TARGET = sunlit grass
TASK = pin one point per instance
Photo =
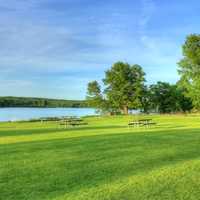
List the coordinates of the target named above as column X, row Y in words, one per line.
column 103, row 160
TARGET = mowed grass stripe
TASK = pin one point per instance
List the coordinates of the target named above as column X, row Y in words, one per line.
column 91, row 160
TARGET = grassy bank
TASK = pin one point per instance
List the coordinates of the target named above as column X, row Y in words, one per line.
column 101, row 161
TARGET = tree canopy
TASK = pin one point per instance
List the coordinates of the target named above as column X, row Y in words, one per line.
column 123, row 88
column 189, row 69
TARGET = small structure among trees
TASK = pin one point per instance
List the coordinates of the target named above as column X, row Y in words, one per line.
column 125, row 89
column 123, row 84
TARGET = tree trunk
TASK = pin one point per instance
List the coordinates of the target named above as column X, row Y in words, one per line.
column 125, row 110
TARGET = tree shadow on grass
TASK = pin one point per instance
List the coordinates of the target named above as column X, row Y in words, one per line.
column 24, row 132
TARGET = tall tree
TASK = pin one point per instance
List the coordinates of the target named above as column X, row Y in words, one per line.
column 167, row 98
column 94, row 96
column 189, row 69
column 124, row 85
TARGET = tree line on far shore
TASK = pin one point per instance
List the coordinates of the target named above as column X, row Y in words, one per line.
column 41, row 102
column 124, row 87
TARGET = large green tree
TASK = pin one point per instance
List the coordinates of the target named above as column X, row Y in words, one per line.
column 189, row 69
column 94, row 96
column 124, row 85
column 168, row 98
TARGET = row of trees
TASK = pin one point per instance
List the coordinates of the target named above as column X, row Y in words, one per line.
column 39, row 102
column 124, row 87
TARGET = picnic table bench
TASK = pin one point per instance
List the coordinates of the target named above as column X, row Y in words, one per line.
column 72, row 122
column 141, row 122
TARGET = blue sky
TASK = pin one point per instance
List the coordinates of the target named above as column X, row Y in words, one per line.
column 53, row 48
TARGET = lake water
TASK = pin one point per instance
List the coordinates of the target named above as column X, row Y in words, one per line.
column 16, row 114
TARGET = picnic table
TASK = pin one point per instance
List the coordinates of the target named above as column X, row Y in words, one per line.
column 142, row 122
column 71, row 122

####

Exclude the pictures. Write out the remaining data exactly.

Solution to this problem =>
TARGET = sunlit grass
TASK = pin one point per instance
Photo =
List the coordinates of the target named above as column X, row Y in words, one per line.
column 103, row 160
TARGET = mowed grass stripe
TASK = pin one point per instance
List the coordinates of the target named above as column X, row Y in words, one per line.
column 91, row 160
TARGET = grassy bank
TASK = pin one point per instance
List the coordinates of the target named above as column X, row Y in words, one per line.
column 101, row 161
TARGET = tree canopy
TASK = pin one point per instance
List the coordinates of the target named above as column X, row Y in words, one per line.
column 123, row 88
column 189, row 69
TARGET = small structure among trees
TASK = pin one point per instance
List the coordinates of the target named above as column X, row Y in words, one per line.
column 125, row 89
column 123, row 84
TARGET = tree trunk
TASK = pin one point per instance
List the coordinates of the target named above as column X, row Y in words, one per line.
column 125, row 110
TARGET = tree shadow on grass
TASK = pin one point per instance
List the coordinates of the target named above as column X, row Y in words, one per line.
column 24, row 132
TARGET = tall tree
TASK = pin one point per instance
List the coordinates of the target named above as column X, row Y in words, one per line.
column 167, row 98
column 94, row 96
column 189, row 69
column 124, row 85
TARGET = tree line on far shore
TASK = pin one point per instance
List the coordinates of the target named above as column X, row Y in words, one per line.
column 41, row 102
column 124, row 87
TARGET = large green tree
TASK = pin one point per instance
List the coordinates of the target named above as column X, row Y in words, one per line.
column 189, row 69
column 94, row 96
column 124, row 85
column 168, row 98
TARGET = row of trees
TASK = pin one point per instance
List the coordinates of the target named above as column X, row Y in words, one per line.
column 39, row 102
column 124, row 87
TARGET = picnic table bench
TASK = pin one point per instance
List the coordinates of the target named above as column X, row Y in words, one per line.
column 72, row 122
column 141, row 122
TARGET = blue sky
TASK = pin one point per instance
List the coordinates of the target named above as column X, row Y in words, one per line.
column 53, row 48
TARGET = lake water
TASK = pin one point per instance
List the coordinates of the target named above as column X, row Y in words, one per line.
column 16, row 114
TARGET = picnic table
TASK = pin one point per instance
List the coordinates of the target named above as column X, row Y in words, one per line.
column 142, row 122
column 71, row 122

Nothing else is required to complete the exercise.